GIVEN PASSAGE:

# A JD that I could even like



## ropari (Sep 17, 2003)

Now this would be a good JD!...except it is such an ugly color. 

http://cgi.ebay.com/ws/eBayISAPI.dll?ViewItem&item=2390320263


----------



## guest (Sep 16, 2003)

funny what deere lovers will do.. man those are huge tires on that thing.. 

needs shiny hubs..


----------



## Ed_GT5000 (Sep 30, 2003)

It will be fun to see what the deere lovers say about that. I have seen craftsmans painted to look like deeres and the deere lovers get bent out of shape. Don't know why, Isn't imitation the best form of flattery? Or is it a deception thing?


----------



## ropari (Sep 17, 2003)

Sorry Ed-

I don't think it is flattery... more like fantasy... when a person has to go out and buy a real, good, tractor then paint it and pretend there is a good JD made. I'd call that denial. Too bad it is such an ugly color! I'd like to see the color in a bout a week...after the poor thing turns red from shame.

SUPPLIED INFORMATION:
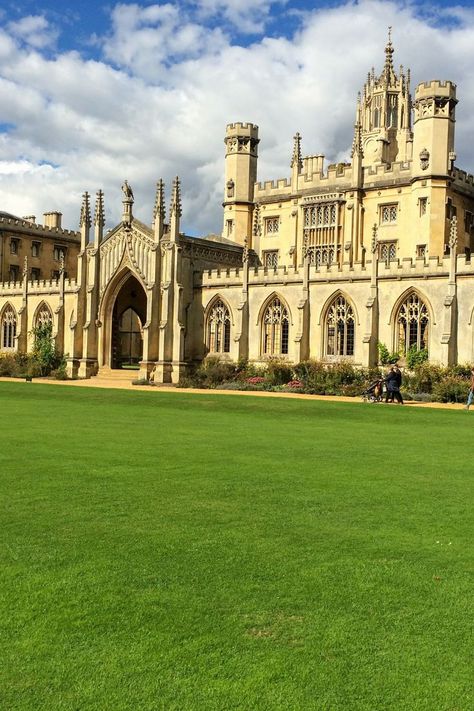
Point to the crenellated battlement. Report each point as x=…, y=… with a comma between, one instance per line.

SHORT PROBLEM:
Reproduce the forum thread about the John Deere tractor word for word, in full.

ANSWER FOR THIS EXERCISE:
# A JD that I could even like



## ropari (Sep 17, 2003)

Now this would be a good JD!...except it is such an ugly color. 

http://cgi.ebay.com/ws/eBayISAPI.dll?ViewItem&item=2390320263


----------



## guest (Sep 16, 2003)

funny what deere lovers will do.. man those are huge tires on that thing.. 

needs shiny hubs..


----------



## Ed_GT5000 (Sep 30, 2003)

It will be fun to see what the deere lovers say about that. I have seen craftsmans painted to look like deeres and the deere lovers get bent out of shape. Don't know why, Isn't imitation the best form of flattery? Or is it a deception thing?


----------



## ropari (Sep 17, 2003)

Sorry Ed-

I don't think it is flattery... more like fantasy... when a person has to go out and buy a real, good, tractor then paint it and pretend there is a good JD made. I'd call that denial. Too bad it is such an ugly color! I'd like to see the color in a bout a week...after the poor thing turns red from shame.